* Goal of the exercise *
Type the records out again in full, exactly.

--

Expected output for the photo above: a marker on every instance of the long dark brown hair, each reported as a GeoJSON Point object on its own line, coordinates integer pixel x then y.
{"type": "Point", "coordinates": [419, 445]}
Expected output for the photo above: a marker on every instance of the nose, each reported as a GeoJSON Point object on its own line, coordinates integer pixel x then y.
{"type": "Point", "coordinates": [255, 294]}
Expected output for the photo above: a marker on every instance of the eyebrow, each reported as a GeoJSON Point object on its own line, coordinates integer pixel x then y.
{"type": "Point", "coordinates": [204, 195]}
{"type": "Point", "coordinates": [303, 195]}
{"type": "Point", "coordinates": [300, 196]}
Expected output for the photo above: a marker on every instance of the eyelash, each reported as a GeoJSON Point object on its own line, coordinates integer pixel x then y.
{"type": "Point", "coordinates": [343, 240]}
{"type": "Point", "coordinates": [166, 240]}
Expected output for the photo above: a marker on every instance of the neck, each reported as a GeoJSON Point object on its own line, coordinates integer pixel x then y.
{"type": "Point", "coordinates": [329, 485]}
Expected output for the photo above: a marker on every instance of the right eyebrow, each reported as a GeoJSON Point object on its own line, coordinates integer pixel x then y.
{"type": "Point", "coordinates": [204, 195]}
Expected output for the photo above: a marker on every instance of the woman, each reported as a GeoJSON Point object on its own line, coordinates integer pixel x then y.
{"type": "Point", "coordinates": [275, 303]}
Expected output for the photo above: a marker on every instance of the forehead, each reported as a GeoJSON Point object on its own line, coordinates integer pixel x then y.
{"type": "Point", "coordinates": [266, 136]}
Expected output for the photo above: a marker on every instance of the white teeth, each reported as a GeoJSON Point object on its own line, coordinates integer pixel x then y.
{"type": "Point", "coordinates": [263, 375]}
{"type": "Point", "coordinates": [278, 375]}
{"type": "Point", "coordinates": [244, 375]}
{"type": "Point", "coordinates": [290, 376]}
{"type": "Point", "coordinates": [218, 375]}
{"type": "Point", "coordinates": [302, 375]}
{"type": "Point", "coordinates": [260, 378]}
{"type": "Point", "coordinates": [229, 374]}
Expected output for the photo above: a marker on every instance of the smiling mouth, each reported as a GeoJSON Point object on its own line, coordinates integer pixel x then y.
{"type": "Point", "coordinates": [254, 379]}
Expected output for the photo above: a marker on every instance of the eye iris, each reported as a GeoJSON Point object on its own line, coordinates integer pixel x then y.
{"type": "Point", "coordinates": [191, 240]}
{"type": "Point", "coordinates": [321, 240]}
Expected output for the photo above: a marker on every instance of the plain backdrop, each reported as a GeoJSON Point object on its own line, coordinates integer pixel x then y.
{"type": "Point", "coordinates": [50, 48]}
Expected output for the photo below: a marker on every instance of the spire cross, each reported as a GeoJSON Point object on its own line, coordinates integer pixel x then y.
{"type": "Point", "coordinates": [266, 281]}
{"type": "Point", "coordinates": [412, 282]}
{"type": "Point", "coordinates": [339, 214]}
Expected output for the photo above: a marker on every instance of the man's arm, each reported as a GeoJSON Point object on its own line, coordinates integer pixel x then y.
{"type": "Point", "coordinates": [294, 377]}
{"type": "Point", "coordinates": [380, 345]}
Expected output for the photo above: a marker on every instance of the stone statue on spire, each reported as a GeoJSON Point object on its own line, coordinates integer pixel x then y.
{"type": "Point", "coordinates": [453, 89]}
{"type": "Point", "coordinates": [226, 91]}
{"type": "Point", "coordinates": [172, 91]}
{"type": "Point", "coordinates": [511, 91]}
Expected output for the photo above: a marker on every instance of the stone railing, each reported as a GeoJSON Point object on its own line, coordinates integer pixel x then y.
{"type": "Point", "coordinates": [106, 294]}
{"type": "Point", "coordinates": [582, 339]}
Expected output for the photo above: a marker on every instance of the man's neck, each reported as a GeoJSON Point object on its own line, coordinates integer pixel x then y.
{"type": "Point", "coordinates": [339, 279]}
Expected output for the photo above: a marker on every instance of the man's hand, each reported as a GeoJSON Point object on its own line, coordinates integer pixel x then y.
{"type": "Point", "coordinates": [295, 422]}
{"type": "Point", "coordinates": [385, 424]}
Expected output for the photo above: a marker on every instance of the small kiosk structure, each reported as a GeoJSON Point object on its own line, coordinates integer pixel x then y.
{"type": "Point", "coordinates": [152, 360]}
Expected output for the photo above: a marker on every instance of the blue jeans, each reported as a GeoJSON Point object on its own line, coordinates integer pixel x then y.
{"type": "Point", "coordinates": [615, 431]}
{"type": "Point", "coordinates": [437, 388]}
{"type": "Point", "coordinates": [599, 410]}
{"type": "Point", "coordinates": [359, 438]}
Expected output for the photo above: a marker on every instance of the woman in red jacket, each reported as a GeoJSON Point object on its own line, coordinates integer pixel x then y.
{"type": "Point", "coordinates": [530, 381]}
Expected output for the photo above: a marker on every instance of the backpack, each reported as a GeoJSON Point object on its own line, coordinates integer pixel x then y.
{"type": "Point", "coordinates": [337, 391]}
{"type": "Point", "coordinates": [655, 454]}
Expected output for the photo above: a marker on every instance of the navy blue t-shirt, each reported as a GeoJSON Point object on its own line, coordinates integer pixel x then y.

--

* Output for this task *
Expected output for the photo above: a marker on every instance of the long dark brown hair, each reported as a GeoJSON Point object on its own line, coordinates integer pixel x then y.
{"type": "Point", "coordinates": [419, 445]}
Expected output for the photo above: a marker on every instance of the nose, each reported as a GeoJSON Point object on its own line, coordinates integer pixel x then y.
{"type": "Point", "coordinates": [255, 294]}
Expected output for the photo above: a marker on every instance of the eyebrow, each reported as a GeoJSON Point object on its own line, coordinates integer pixel x then y.
{"type": "Point", "coordinates": [204, 195]}
{"type": "Point", "coordinates": [303, 195]}
{"type": "Point", "coordinates": [300, 196]}
Expected output for the photo above: a marker on every instance of the eyelash, each reported as a GeoJSON Point object on its own line, coordinates integer pixel x then y.
{"type": "Point", "coordinates": [343, 240]}
{"type": "Point", "coordinates": [166, 240]}
Expected output for the photo above: a marker on every instance of the neck, each reported as a GeoJSON Point object on its own line, coordinates integer pixel x then y.
{"type": "Point", "coordinates": [329, 485]}
Expected output for the photo above: a marker on every instance of the right eyebrow, each reported as a GeoJSON Point object on its own line, coordinates integer pixel x then y.
{"type": "Point", "coordinates": [204, 195]}
Expected output for the photo above: a marker on every instance of the woman, each reported as a GeoJSON Point object on its own line, coordinates integer pixel x then y.
{"type": "Point", "coordinates": [275, 303]}
Expected output for the photo above: a marker on every instance of the forehead, each reported as a GeoJSON Point object on its own line, coordinates integer pixel x then y.
{"type": "Point", "coordinates": [266, 136]}
Expected output for the photo above: a marker on every instance of the white teeth, each reported as a GeoJSON Point object on its own line, coordinates integer pixel x then y.
{"type": "Point", "coordinates": [263, 375]}
{"type": "Point", "coordinates": [278, 375]}
{"type": "Point", "coordinates": [244, 375]}
{"type": "Point", "coordinates": [290, 376]}
{"type": "Point", "coordinates": [218, 375]}
{"type": "Point", "coordinates": [302, 375]}
{"type": "Point", "coordinates": [260, 378]}
{"type": "Point", "coordinates": [229, 374]}
Expected output for the photo above: a marker on every instance of the smiling mouth, each reported as a GeoJSON Point object on its own line, coordinates integer pixel x then y.
{"type": "Point", "coordinates": [254, 379]}
Expected output for the photo above: a marker on every instance of the eye iris, each reported as a GeoJSON Point object on its own line, coordinates integer pixel x then y.
{"type": "Point", "coordinates": [191, 240]}
{"type": "Point", "coordinates": [321, 240]}
Expected output for the photo above: a marker on every instance of the plain backdrop, each reported as a GeoJSON Point object on its own line, coordinates integer pixel x then y.
{"type": "Point", "coordinates": [50, 48]}
Expected output for the photo below: a marker on every instance of the spire cross, each reported as a GeoJSON Point object on its own line, coordinates integer pixel x then y.
{"type": "Point", "coordinates": [266, 281]}
{"type": "Point", "coordinates": [412, 282]}
{"type": "Point", "coordinates": [339, 214]}
Expected output for the photo above: a marker on every instance of the man's arm, each reported as a GeoJSON Point object on its own line, coordinates integer pixel x then y.
{"type": "Point", "coordinates": [294, 377]}
{"type": "Point", "coordinates": [380, 345]}
Expected output for the photo above: a marker on every instance of the stone statue on spire, each reported as a GeoJSON Point object on its own line, coordinates integer pixel x then y.
{"type": "Point", "coordinates": [453, 89]}
{"type": "Point", "coordinates": [226, 91]}
{"type": "Point", "coordinates": [172, 91]}
{"type": "Point", "coordinates": [511, 91]}
Expected output for the photo above: a marker on every instance of the stone railing, each reported as a GeoJSON Point object on its own line, coordinates integer pixel x then y.
{"type": "Point", "coordinates": [106, 294]}
{"type": "Point", "coordinates": [582, 339]}
Expected output for the photo above: a marker on every instance of the man's neck, each reported as a GeoJSON Point object on its own line, coordinates integer pixel x then y.
{"type": "Point", "coordinates": [339, 279]}
Expected output for the photo above: a marker on every instance of the man's hand, each reported as a GeoJSON Point object on its own line, coordinates integer pixel x then y.
{"type": "Point", "coordinates": [295, 422]}
{"type": "Point", "coordinates": [385, 424]}
Expected output for the photo above: a marker on every instance of the small kiosk structure, each reported as a GeoJSON Point object on its own line, coordinates integer pixel x then y.
{"type": "Point", "coordinates": [152, 360]}
Expected output for the photo above: a marker on every instance of the blue jeans, each reported as a GeoJSON Point object on its own line, coordinates integer pixel x then y.
{"type": "Point", "coordinates": [615, 431]}
{"type": "Point", "coordinates": [437, 388]}
{"type": "Point", "coordinates": [599, 410]}
{"type": "Point", "coordinates": [359, 438]}
Expected output for the photo above: a marker on every instance of the woman in red jacket, each reported as a GeoJSON Point object on its own line, coordinates integer pixel x then y.
{"type": "Point", "coordinates": [530, 381]}
Expected output for the photo above: a marker on every instance of the backpack, each reported as a GeoJSON Point object on its own line, coordinates integer pixel x then y.
{"type": "Point", "coordinates": [337, 391]}
{"type": "Point", "coordinates": [655, 454]}
Expected output for the photo above: a marker on every instance of the navy blue t-shirt, each reported as a GeoJSON Point object on its own line, coordinates integer pixel x then y.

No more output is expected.